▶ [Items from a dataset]

━━━━━━━━━━━━━━━━━━━━

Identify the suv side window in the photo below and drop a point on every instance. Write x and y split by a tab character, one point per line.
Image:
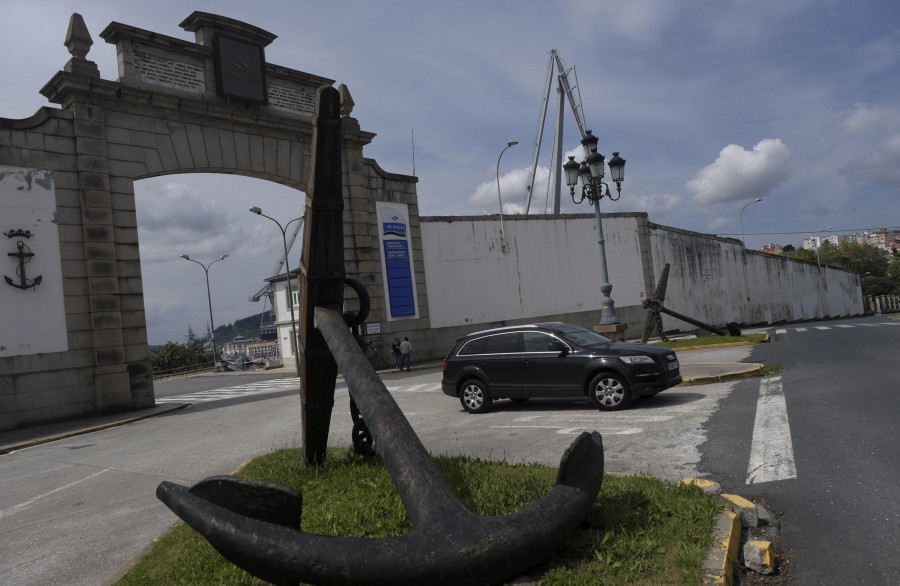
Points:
471	347
504	343
537	341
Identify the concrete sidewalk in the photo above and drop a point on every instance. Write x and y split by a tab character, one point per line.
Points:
700	366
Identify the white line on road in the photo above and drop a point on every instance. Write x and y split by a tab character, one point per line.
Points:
771	451
22	506
576	430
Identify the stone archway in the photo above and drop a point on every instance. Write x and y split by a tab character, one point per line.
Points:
212	106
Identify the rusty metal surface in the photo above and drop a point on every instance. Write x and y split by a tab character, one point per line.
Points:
321	280
655	307
449	543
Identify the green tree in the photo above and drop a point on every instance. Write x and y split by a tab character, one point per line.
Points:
893	272
872	285
191	337
172	356
802	254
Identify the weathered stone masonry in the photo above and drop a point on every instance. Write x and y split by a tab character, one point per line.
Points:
164	115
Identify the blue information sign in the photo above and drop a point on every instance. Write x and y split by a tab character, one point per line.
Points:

━━━━━━━━━━━━━━━━━━━━

▶ [How to complete this task] The entries above hold a line with "Identify the concrete" and a later line with "Identify the green". Write out exactly those lines and all lines between, nothing more.

▶ [Answer for the task]
Identify the concrete sidewalk in the photo above and drop a point on every instance. Write x and y split by a tab character, one point per line.
Points:
700	366
Identify the white line on road in the photo above and drop a point on every instance. Write x and y split by a tab character, one point per line.
Points:
771	451
22	506
576	430
Identify the stone archway in the photo above and drop a point on every instance. Write x and y split by a tab character, one point per line.
Points:
212	106
Identify the rusty metal surface in the photo above and drop a point on every instance. Write x and y split by a tab character, one point per line.
Points:
321	280
655	307
449	543
Identify the green tree in the photo above and drop a point on every instance. Write x and y split by a tab character, one point per line.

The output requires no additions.